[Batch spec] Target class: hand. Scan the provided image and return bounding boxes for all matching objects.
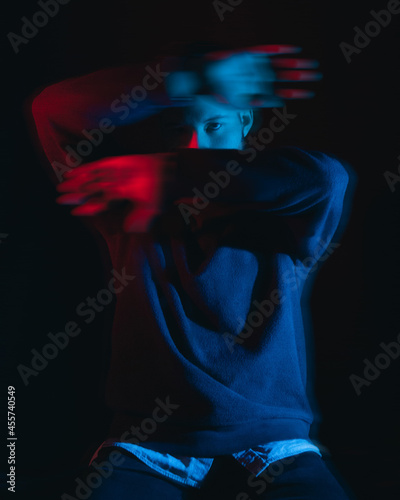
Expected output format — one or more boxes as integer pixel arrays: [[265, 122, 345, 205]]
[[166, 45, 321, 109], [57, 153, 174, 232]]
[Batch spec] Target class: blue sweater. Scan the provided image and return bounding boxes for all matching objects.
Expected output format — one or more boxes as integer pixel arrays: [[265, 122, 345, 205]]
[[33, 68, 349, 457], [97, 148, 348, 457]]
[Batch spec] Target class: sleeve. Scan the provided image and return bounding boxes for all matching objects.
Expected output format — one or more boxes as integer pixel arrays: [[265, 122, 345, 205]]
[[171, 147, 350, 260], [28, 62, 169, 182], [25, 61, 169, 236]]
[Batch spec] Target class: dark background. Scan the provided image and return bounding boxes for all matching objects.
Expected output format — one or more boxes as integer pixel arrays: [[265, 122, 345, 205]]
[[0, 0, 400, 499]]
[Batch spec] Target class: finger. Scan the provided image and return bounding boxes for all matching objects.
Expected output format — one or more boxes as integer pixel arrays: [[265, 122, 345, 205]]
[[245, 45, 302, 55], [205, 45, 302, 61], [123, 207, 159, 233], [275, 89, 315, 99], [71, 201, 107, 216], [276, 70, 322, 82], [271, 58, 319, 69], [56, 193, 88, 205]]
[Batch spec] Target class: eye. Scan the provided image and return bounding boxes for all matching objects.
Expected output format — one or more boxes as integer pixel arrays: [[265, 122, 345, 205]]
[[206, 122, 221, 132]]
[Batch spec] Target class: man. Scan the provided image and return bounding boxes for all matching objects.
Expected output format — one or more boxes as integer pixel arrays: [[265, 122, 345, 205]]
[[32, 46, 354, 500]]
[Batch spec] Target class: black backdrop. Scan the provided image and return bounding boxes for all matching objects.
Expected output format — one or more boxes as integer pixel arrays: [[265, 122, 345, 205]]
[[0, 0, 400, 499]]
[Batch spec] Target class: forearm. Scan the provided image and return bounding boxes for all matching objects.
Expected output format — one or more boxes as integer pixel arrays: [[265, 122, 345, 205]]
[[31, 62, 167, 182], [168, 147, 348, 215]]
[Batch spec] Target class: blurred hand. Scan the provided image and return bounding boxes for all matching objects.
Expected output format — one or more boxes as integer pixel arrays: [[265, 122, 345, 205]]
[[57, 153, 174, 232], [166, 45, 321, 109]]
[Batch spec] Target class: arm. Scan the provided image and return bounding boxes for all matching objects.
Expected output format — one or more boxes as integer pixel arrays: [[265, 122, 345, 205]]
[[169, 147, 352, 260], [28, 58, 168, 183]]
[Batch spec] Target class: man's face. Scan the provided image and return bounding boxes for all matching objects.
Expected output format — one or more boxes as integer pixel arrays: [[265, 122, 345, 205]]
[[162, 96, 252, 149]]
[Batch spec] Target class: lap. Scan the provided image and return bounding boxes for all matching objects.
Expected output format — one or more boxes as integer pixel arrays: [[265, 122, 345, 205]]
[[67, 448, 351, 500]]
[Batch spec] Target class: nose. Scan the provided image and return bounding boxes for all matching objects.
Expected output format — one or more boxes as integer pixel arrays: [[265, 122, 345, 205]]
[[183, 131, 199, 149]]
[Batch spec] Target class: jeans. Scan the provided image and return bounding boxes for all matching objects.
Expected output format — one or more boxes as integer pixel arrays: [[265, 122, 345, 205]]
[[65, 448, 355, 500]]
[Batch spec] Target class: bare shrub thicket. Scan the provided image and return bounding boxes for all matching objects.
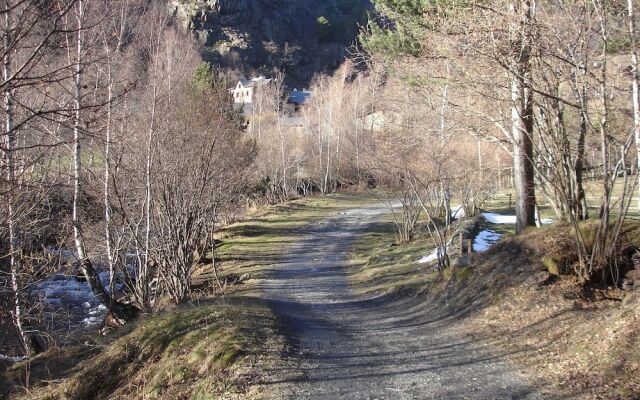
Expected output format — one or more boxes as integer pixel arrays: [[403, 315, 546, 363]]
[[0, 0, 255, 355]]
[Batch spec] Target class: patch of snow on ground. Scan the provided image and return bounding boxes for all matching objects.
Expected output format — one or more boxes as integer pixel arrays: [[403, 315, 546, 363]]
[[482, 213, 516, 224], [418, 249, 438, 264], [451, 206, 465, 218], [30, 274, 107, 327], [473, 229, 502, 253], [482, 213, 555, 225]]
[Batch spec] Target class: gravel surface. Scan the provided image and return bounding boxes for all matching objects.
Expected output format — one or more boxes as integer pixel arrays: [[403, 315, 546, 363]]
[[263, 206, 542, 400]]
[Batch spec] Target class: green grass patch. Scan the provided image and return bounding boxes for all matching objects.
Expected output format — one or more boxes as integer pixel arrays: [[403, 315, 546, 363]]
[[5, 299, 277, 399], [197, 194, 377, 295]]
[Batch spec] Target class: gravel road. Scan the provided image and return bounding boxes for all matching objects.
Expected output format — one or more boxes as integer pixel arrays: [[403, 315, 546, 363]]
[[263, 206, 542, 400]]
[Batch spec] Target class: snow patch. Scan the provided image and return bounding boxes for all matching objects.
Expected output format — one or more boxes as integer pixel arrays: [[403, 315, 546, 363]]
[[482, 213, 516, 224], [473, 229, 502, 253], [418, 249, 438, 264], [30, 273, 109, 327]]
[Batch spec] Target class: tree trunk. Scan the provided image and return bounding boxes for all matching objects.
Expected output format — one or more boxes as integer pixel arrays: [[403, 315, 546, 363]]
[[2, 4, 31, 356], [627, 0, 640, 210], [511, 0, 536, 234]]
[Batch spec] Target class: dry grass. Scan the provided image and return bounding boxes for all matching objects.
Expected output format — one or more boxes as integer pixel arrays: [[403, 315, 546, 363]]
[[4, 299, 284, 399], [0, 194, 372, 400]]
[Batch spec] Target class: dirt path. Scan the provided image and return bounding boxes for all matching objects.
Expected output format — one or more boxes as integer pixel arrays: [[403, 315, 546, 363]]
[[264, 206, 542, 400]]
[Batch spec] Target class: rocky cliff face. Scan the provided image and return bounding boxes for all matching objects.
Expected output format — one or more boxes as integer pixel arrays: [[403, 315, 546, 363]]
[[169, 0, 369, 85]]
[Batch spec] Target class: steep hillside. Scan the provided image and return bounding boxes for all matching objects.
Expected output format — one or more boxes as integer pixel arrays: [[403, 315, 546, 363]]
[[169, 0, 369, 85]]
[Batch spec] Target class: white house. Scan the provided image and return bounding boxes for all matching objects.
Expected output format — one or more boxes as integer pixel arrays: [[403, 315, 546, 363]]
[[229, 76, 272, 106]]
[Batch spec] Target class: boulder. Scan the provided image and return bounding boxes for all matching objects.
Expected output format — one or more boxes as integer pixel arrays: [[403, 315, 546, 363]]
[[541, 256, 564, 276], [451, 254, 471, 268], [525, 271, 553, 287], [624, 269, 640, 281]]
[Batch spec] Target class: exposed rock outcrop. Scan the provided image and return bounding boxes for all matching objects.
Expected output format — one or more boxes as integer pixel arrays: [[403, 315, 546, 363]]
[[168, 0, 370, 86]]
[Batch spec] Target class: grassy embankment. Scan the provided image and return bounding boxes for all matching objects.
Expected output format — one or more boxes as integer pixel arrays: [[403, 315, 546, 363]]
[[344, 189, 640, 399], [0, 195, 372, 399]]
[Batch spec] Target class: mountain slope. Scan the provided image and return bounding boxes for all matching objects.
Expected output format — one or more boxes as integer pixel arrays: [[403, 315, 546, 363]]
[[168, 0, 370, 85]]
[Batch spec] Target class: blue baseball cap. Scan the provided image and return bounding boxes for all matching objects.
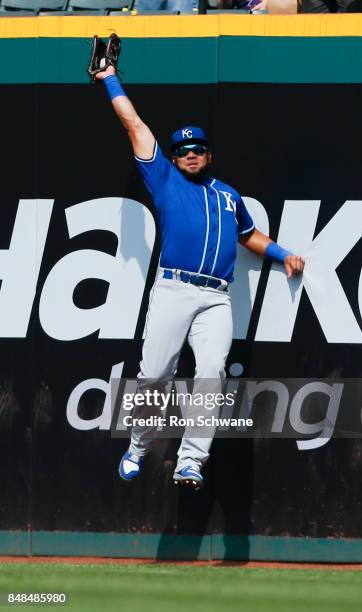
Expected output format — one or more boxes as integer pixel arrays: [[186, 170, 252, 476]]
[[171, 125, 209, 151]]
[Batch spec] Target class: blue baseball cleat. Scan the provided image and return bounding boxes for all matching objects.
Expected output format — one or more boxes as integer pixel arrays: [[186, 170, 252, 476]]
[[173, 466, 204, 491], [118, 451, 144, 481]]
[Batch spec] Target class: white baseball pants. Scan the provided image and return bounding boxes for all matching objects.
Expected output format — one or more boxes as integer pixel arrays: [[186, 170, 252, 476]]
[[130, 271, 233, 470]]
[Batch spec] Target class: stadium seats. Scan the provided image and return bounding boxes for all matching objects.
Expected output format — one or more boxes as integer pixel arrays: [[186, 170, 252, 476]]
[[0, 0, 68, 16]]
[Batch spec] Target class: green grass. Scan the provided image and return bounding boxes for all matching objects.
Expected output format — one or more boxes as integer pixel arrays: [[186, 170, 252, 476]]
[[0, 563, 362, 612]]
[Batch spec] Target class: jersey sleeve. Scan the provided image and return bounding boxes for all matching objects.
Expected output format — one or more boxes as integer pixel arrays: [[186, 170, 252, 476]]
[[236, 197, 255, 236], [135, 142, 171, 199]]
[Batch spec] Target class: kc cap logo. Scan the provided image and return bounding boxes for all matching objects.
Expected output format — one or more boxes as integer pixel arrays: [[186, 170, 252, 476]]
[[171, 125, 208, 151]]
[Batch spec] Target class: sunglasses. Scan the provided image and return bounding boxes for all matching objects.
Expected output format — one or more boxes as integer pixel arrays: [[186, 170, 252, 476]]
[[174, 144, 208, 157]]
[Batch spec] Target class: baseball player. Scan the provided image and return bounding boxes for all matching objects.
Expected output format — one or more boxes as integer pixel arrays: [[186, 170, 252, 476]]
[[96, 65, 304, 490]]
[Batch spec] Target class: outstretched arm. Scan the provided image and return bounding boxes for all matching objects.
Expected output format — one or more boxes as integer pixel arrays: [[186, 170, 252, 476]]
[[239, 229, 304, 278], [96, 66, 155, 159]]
---
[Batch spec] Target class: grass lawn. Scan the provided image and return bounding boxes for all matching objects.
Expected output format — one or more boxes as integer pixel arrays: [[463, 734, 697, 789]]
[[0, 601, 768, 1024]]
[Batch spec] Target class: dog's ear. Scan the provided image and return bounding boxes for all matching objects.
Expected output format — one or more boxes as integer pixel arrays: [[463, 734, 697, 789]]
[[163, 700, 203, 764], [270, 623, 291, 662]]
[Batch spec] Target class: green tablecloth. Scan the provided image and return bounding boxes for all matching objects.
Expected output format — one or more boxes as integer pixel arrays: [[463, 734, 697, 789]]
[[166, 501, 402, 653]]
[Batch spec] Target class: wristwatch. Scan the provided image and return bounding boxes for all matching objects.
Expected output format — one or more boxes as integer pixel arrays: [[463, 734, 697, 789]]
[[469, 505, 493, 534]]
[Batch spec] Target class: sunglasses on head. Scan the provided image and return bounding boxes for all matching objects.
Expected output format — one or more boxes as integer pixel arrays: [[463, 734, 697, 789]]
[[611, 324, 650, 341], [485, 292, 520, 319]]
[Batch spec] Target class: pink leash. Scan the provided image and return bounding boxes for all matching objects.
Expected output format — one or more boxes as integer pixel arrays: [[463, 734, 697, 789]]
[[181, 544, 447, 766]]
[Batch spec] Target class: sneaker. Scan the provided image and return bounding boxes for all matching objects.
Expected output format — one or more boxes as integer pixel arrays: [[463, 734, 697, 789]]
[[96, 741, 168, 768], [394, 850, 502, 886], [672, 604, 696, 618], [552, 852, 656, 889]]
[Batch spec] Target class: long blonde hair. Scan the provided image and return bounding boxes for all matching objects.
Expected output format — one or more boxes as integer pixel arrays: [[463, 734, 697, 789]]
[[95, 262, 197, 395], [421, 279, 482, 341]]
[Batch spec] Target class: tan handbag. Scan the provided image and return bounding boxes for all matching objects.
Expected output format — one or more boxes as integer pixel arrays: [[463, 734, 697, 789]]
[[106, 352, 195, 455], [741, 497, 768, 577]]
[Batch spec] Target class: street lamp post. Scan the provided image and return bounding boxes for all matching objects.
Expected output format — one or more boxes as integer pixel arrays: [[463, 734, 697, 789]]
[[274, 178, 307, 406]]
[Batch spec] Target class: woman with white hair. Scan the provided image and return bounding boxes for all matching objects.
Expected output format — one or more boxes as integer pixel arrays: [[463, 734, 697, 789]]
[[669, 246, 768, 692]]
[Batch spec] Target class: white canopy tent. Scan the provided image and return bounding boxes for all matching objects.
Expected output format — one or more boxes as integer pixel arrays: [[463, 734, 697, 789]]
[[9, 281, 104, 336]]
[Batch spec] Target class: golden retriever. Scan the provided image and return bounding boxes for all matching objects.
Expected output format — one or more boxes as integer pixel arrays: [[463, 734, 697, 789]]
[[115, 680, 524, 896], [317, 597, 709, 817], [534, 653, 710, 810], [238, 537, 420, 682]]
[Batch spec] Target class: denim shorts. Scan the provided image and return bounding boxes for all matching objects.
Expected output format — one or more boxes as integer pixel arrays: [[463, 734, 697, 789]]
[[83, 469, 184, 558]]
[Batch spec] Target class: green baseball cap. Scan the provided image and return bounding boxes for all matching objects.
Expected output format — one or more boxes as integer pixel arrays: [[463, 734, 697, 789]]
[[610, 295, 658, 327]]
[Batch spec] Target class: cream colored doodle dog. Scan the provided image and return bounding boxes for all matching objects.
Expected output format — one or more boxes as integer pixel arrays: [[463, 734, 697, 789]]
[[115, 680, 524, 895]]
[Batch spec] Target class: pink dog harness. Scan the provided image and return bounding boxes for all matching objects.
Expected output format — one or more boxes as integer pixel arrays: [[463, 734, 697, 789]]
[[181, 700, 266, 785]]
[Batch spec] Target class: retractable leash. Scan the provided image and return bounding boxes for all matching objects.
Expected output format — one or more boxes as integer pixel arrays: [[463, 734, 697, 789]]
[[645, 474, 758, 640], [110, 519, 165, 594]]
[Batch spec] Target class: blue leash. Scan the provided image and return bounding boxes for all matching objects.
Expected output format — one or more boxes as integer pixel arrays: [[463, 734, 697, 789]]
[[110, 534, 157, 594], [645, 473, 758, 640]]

Exercise instructions: Copy the stretch of entries from the line containing "[Batch spec] Target class: rocky" through the line containing "269, 640, 281]]", word for word and including both of those lines.

Finished answer:
[Batch spec] Target class: rocky cliff face. Scan the provided image and return bounding boxes for all matching objects.
Expected output format — one or more boxes as integer pixel arrays: [[403, 315, 546, 363]]
[[169, 0, 369, 85]]
[Batch spec] Target class: steep hillside. Scan the provided image and return bounding boxes for all matching objects.
Expected output format — one or more boxes as integer pixel arrays: [[403, 315, 546, 363]]
[[169, 0, 369, 85]]
[Batch spec] Target class: white house. Scan the provided image and return bounding boxes for all matching objects.
Expected output format — one or more boxes as integer pixel arrays: [[403, 315, 546, 363]]
[[229, 76, 272, 106]]
[Batch spec] Target class: boulder. Scan the provided image and return bounding boxes for all matching objects.
Expected output format — one or more boxes as integer pixel arrays: [[403, 315, 546, 363]]
[[541, 256, 564, 276], [451, 254, 471, 268], [525, 271, 553, 287], [624, 269, 640, 281]]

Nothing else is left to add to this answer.